— PROBLEM 1 —
In the science subscription comparison, what is the 12-month total cost for KiwiCo Eureka?
— PROBLEM 2 —
List every category that the 12-month cost table in the science subscription comparison compares.
— PROBLEM 3 —
Copy everything in the science subscription comparison from "12-Month Cost Comparison" down to "a maker-generalist, no.".

Mel Physics — $44.90/mo (10–16)
Mel’s physics-focused line. Less-reviewed publicly than Mel Chemistry; sample content covers electromagnetism, waves, optics. Our coverage of Mel Physics is still in-progress; we’ll update this guide when our review completes.
12-Month Cost Comparison
| KiwiCo Eureka | Mel Chemistry | Mel Med | |
|---|---|---|---|
| Monthly cost | $29.99 | $44.90 | $44.90 |
| 12-month total | $359.88 | $538.80 | $538.80 |
| Box depth per month | 1 large project | 2–3 experiments | 2–3 experiments |
| Content breadth | Engineering/design | Chemistry | Medicine/biochem |
| Skip / cancel flexibility | Easy | Easy | Easy |
| Commission (affiliate) | $15/club (CJ direct) | $30+ per sub (Impact direct) | Same as Mel Chemistry |
KiwiCo Eureka is meaningfully cheaper per year. Whether the $180 premium for Mel is justified depends on whether the teen’s interest is in Mel’s narrower domain. For a chemistry-focused teen, yes; for a maker-generalist, no.
The Teen “Too Young” Filter
Both products have marketing that sometimes reads as “for kids.” In our observation, Eureka Crate’s aesthetic (the magazine design, the build projects) lands as “respectable teen-maker hobby” — teens display finished Eureka projects rather than hiding them. Mel Chemistry’s aesthetic reads “real chemistry tool” — a teen brings the equipment to school to show friends. Both pass the teen-acceptability filter.

— DATASET CONTENT —
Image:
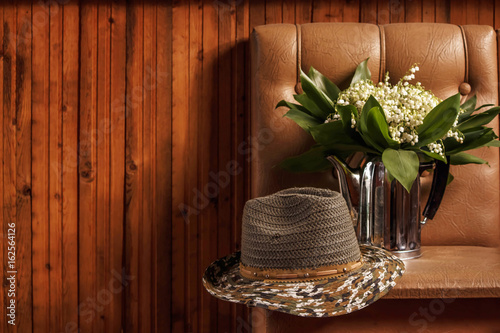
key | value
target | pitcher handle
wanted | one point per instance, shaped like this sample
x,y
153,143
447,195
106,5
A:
x,y
439,181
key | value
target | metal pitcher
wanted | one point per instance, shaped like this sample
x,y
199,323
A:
x,y
384,213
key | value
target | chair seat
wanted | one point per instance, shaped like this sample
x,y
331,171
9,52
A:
x,y
451,272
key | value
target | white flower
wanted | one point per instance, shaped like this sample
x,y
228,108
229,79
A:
x,y
405,106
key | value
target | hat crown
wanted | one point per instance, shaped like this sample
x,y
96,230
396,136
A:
x,y
298,228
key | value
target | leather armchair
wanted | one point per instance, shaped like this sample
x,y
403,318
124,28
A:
x,y
455,285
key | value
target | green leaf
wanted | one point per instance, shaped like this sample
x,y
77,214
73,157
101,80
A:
x,y
324,84
302,119
439,121
493,143
433,155
403,165
479,119
329,133
346,112
362,72
484,106
470,104
312,160
371,102
349,148
309,104
293,106
464,158
378,130
319,98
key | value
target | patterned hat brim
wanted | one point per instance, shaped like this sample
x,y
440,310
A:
x,y
328,297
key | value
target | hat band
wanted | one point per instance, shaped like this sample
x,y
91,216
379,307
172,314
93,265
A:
x,y
323,272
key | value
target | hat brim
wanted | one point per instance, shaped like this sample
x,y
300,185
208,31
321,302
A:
x,y
328,297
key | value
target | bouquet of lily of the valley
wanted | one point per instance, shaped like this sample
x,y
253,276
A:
x,y
404,123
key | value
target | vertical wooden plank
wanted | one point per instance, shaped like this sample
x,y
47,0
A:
x,y
134,161
208,148
369,12
41,169
321,11
458,12
9,149
102,137
288,12
274,12
180,130
486,12
163,241
303,11
3,221
239,129
413,11
87,233
428,11
70,74
257,13
383,12
442,11
55,169
472,11
225,85
351,11
148,143
117,162
336,10
23,161
195,110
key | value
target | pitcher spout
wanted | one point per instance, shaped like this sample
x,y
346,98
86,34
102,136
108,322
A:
x,y
349,183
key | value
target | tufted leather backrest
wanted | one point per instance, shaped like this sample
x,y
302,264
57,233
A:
x,y
451,59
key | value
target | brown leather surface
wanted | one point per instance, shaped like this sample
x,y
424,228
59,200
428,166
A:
x,y
396,316
448,55
451,271
467,262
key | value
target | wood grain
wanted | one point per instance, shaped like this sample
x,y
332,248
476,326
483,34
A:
x,y
120,122
54,165
40,173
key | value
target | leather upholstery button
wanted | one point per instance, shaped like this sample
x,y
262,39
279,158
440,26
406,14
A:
x,y
464,88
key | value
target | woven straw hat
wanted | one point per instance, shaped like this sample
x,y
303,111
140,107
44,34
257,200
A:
x,y
300,255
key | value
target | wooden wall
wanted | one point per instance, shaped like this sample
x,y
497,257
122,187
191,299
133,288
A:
x,y
125,154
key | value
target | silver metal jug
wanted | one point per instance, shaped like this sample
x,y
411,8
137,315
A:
x,y
383,212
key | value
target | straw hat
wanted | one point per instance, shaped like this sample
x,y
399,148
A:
x,y
300,255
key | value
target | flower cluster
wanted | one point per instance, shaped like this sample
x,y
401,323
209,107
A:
x,y
405,106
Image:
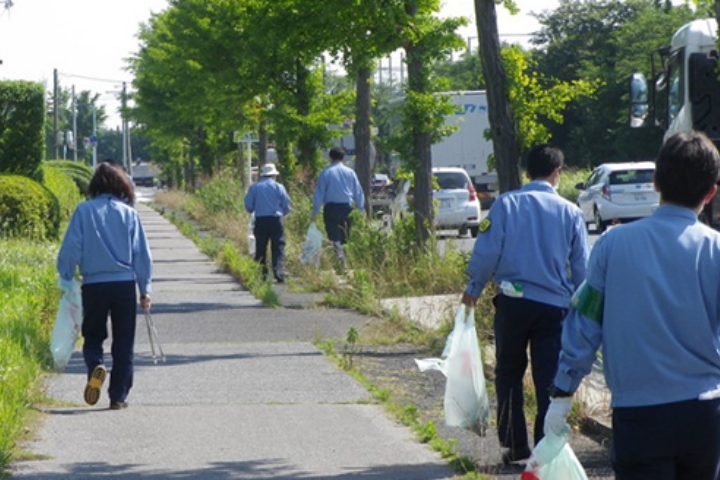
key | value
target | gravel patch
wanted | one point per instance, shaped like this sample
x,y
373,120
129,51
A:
x,y
393,368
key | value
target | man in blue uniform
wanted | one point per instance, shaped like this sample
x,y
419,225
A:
x,y
269,201
535,243
338,190
652,300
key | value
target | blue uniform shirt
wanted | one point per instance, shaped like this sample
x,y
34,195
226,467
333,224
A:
x,y
535,239
267,198
106,239
338,184
652,299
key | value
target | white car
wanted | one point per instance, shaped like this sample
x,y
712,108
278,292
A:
x,y
618,193
458,206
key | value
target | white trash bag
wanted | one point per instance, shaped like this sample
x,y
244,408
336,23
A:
x,y
68,323
311,249
466,402
553,459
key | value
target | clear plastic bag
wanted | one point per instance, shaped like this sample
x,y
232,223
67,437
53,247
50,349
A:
x,y
553,459
68,322
311,249
466,402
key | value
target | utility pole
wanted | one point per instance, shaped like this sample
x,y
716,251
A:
x,y
56,107
74,108
124,127
93,139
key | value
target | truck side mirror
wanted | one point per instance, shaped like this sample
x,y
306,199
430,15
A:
x,y
638,100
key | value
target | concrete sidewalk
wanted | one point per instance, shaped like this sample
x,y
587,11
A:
x,y
243,394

— SOLUTION 1 —
$359.88

— SOLUTION 2 —
Monthly cost
12-month total
Box depth per month
Content breadth
Skip / cancel flexibility
Commission (affiliate)

— SOLUTION 3 —
12-Month Cost Comparison
| KiwiCo Eureka | Mel Chemistry | Mel Med | |
|---|---|---|---|
| Monthly cost | $29.99 | $44.90 | $44.90 |
| 12-month total | $359.88 | $538.80 | $538.80 |
| Box depth per month | 1 large project | 2–3 experiments | 2–3 experiments |
| Content breadth | Engineering/design | Chemistry | Medicine/biochem |
| Skip / cancel flexibility | Easy | Easy | Easy |
| Commission (affiliate) | $15/club (CJ direct) | $30+ per sub (Impact direct) | Same as Mel Chemistry |
KiwiCo Eureka is meaningfully cheaper per year. Whether the $180 premium for Mel is justified depends on whether the teen’s interest is in Mel’s narrower domain. For a chemistry-focused teen, yes; for a maker-generalist, no.